## Passage given:
####################
Now, let's consider some of the things the above examples
have shown us. First off, consider the fact that *ptr++ is to be
interpreted as returning the value pointed to by ptr and then
incrementing the pointer value. On the other hand, note that
this has to do with the precedence of the operators. Were we to
write (*ptr)++ we would increment, not the pointer, but that
which the pointer points to! i.e. if used on the first character
of the above example string the 'T' would be incremented to a
'U'. You can write some simple example code to illustrate this.
Recall again that a string is nothing more than an array
of characters. What we have done above is deal with copying
an array. It happens to be an array of characters but the
technique could be applied to an array of integers, doubles,
etc. In those cases, however, we would not be dealing with
strings and hence the end of the array would not be
_automatically_ marked with a special value like the nul
character. We could implement a version that relied on a
special value to identify the end. For example, we could
copy an array of postive integers by marking the end with a
negative integer. On the other hand, it is more usual that
when we write a function to copy an array of items other
than strings we pass the function the number of items to be
copied as well as the address of the array, e.g. something
like the following prototype might indicate:
void int_copy(int *ptrA, int *ptrB, int nbr);
where nbr is the number of integers to be copied. You might want
to play with this idea and create an array of integers and see if
you can write the function int_copy() and make it work.
Note that this permits using functions to manipulate very
large arrays. For example, if we have an array of 5000 integers
that we want to manipulate with a function, we need only pass to
that function the address of the array (and any auxiliary
information such as nbr above, depending on what we are doing).
The array itself does _not_ get passed, i.e. the whole array is
not copied and put on the stack before calling the function, only
its address is sent.
Note that this is different from passing, say an integer, to
a function. When we pass an integer we make a copy of the
integer, i.e. get its value and put it on the stack. Within the
function any manipulation of the value passed can in no way
effect the original integer. But, with arrays and pointers we
can pass the address of the variable and hence manipulate the
values of of the original variables.
==================================================================
CHAPTER 4: More on Strings
Well, we have progressed quite aways in a short time! Let's
back up a little and look at what was done in Chapter 3 on
copying of strings but in a different light. Consider the
following function:
char *my_strcpy(char dest[], char source[])
{
int i = 0;
while (source[i] != '\0')
{
dest[i] = source[i];
i++;
}
dest[i] = '\0';
return dest;
}
Recall that strings are arrays of characters. Here we have
chosen to use array notation instead of pointer notation to do
the actual copying. The results are the same, i.e. the string
gets copied using this notation just as accurately as it did
before. This raises some interesting points which we will
discuss.
####################
## Record set:
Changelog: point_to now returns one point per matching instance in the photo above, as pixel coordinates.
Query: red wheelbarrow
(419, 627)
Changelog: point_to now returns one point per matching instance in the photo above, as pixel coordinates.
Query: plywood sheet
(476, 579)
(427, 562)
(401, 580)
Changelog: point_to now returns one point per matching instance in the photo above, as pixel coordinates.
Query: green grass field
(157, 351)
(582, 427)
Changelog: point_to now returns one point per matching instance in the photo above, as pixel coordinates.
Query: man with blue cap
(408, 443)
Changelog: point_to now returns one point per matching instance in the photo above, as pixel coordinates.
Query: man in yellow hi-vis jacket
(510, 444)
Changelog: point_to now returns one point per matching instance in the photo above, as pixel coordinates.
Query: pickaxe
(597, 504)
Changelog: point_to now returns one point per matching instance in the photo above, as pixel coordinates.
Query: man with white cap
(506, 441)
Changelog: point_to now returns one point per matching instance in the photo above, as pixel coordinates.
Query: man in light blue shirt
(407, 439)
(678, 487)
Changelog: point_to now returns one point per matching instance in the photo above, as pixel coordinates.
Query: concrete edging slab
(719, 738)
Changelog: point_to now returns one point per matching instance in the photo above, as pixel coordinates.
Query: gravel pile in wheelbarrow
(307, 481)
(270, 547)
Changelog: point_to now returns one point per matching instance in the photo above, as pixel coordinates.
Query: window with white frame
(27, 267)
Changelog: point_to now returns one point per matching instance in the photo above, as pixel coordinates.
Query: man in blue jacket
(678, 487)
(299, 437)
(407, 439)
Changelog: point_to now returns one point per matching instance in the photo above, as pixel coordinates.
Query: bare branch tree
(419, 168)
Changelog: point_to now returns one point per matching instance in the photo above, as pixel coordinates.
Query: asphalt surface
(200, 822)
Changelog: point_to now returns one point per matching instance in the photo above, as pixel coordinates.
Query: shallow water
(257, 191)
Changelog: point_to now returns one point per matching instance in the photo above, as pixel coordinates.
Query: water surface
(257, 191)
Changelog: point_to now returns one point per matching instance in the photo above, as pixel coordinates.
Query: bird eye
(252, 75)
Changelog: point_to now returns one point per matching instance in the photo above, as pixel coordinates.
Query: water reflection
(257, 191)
####################
## Task to complete:
Print the stretch of the C pointers and strings passage that opens with the words containing "Note that this permits" and closes with "we are doing).", word for word.

## Answer to the problem:
Note that this permits using functions to manipulate very
large arrays. For example, if we have an array of 5000 integers
that we want to manipulate with a function, we need only pass to
that function the address of the array (and any auxiliary
information such as nbr above, depending on what we are doing).